**STATED EXERCISE**
Rewrite the lines of the items below, starting with the line that contains "of the coastal" and going on through the line that contains "(1054, 395)", both included, and give only those lines. Keep the requests as they are, but multiply every coordinate in the answers by 2 and round to whole numbers, with halves rounded up.

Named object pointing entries
►

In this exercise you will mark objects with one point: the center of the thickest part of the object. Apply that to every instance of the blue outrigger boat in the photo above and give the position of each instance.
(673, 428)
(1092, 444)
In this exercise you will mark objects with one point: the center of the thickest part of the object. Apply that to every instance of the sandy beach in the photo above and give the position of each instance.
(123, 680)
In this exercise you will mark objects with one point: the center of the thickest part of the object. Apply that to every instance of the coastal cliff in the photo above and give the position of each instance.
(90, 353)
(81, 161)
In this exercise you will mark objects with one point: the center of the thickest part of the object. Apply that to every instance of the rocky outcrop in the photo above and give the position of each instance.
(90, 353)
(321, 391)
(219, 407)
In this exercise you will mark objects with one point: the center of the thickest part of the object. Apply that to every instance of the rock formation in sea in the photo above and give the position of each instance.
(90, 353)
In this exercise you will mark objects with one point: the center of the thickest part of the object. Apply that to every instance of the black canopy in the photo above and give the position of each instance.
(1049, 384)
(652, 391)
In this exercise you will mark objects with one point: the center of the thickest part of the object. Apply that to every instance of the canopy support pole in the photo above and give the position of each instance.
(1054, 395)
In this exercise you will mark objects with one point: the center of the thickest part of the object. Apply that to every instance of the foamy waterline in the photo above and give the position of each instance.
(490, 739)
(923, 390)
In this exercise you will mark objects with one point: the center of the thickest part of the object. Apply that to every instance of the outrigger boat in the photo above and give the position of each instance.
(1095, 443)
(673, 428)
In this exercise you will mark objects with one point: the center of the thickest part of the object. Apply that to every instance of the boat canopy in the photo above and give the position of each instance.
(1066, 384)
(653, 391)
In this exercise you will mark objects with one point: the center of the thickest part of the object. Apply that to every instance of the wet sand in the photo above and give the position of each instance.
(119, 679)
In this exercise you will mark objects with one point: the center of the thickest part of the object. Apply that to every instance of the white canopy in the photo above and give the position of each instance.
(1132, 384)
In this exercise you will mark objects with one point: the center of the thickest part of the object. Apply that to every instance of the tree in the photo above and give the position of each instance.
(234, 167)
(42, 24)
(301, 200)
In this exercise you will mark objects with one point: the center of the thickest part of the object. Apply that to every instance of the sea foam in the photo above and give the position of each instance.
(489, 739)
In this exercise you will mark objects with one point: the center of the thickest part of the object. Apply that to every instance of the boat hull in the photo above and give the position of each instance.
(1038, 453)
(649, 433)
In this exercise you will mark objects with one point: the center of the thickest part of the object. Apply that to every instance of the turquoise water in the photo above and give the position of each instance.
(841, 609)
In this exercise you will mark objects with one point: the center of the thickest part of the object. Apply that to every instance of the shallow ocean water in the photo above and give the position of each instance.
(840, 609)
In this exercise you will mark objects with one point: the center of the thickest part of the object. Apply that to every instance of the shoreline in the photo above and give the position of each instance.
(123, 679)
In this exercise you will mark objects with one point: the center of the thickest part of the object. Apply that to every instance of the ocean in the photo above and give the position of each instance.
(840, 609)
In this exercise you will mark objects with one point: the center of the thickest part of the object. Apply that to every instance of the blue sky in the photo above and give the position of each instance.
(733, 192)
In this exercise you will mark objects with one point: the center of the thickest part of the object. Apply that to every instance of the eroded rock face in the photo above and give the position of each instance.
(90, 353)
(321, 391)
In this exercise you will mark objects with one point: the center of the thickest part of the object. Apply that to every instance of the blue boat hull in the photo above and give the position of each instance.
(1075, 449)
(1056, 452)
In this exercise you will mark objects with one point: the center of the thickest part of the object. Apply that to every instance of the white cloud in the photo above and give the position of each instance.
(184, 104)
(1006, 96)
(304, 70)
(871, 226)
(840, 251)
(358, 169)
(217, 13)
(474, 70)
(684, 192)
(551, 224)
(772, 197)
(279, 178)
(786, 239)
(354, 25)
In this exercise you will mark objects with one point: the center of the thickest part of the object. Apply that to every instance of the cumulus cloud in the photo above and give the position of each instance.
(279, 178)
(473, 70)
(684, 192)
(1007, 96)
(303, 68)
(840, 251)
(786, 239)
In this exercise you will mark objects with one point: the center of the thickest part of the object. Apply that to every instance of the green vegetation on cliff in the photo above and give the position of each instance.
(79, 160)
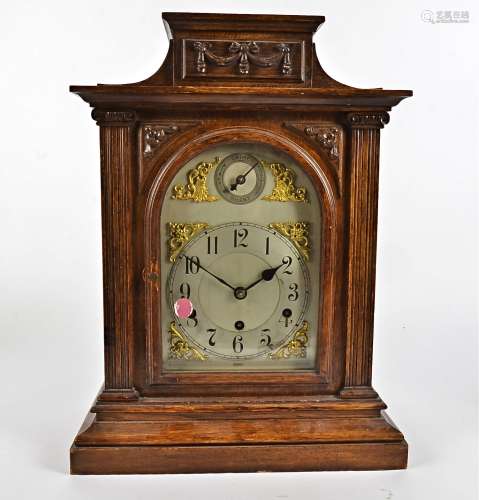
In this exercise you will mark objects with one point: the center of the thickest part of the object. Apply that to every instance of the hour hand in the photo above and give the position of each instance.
(221, 280)
(266, 275)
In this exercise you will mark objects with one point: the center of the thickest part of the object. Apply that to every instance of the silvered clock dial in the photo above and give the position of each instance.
(240, 276)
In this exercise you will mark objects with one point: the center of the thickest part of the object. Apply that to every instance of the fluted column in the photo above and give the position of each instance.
(116, 147)
(362, 239)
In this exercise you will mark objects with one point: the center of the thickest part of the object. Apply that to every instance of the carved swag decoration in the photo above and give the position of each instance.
(244, 54)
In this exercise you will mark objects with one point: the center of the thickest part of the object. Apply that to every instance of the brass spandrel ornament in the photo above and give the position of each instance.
(179, 234)
(180, 348)
(196, 188)
(297, 232)
(284, 184)
(296, 347)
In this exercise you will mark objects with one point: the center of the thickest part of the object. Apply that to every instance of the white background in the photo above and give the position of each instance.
(50, 309)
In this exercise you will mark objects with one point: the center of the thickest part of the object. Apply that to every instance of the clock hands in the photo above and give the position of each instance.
(241, 179)
(240, 292)
(266, 275)
(221, 280)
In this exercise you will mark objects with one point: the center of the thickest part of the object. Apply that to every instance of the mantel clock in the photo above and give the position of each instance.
(239, 213)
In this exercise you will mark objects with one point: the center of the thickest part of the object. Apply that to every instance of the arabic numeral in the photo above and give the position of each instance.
(213, 245)
(265, 337)
(294, 294)
(240, 236)
(238, 344)
(192, 265)
(185, 290)
(212, 333)
(287, 261)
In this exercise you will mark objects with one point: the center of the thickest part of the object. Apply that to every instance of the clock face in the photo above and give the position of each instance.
(240, 266)
(244, 288)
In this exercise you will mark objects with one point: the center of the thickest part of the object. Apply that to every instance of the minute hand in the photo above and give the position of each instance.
(266, 275)
(221, 280)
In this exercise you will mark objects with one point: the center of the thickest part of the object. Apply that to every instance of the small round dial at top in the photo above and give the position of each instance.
(240, 178)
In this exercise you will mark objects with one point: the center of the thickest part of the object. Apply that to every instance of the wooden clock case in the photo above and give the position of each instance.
(237, 78)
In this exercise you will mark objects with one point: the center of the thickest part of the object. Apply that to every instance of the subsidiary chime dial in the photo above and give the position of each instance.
(240, 178)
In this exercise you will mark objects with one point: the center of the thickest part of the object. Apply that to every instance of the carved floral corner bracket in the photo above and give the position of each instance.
(297, 233)
(296, 347)
(156, 135)
(179, 234)
(180, 348)
(196, 188)
(284, 184)
(244, 54)
(327, 137)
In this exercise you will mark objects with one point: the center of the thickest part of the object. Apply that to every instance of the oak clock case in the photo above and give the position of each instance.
(239, 221)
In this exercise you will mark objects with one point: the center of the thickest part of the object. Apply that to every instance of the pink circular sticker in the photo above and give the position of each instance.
(183, 308)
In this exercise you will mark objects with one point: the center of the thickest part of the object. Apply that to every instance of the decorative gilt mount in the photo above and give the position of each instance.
(180, 234)
(296, 347)
(196, 188)
(180, 348)
(284, 187)
(297, 233)
(243, 54)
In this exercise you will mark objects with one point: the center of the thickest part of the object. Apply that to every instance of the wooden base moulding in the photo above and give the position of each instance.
(155, 435)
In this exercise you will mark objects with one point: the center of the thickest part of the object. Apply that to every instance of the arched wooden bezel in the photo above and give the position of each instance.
(325, 379)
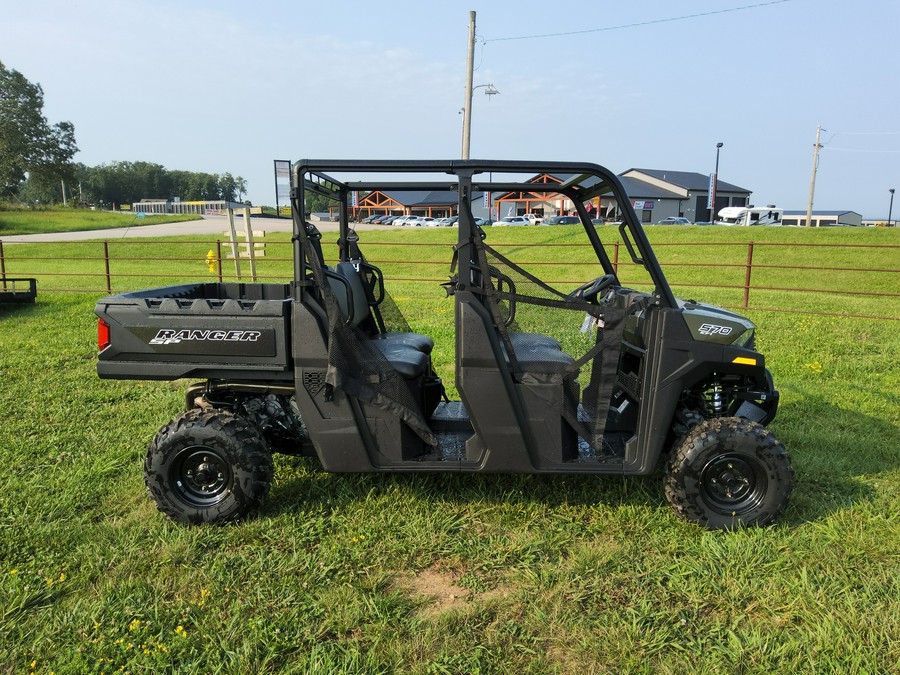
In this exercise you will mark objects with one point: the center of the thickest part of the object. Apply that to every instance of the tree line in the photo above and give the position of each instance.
(127, 182)
(36, 161)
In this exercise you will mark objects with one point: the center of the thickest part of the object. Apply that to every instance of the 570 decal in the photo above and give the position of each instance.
(174, 337)
(714, 329)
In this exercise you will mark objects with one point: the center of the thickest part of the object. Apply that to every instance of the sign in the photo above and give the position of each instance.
(282, 182)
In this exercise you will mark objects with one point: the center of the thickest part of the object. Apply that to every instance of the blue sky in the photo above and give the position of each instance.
(230, 86)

◄

**SOLUTION TO THIS TASK**
In this exercise you will mark objects with one point: the center of the thickest part of the object. Apply that to every instance of the coastal cliff in the photo above and give the position of each instance.
(180, 706)
(162, 322)
In this exercise you will mark objects with one point: the center of the thickest part of the object. Apply that to every instance of the rocky outcrop in the photo above and give the position of each instance.
(180, 706)
(642, 782)
(438, 814)
In this exercise you will mark objects with one point: the center of the thickest part of the object. Apply that to every instance of the rock formation in sea in the photo above and give the position of each instance.
(180, 706)
In this exercise you will mark objects with one point: the center of the thickest part of the object. Apply that to every instance of the black canopy in the photo above and give the position of each instance.
(2098, 768)
(1304, 782)
In this exercise you will mark objects with one point: the center of the thickest part of the object. Apply that to every instance of the canopy support pole in the photo above and give the position of each instance.
(2108, 790)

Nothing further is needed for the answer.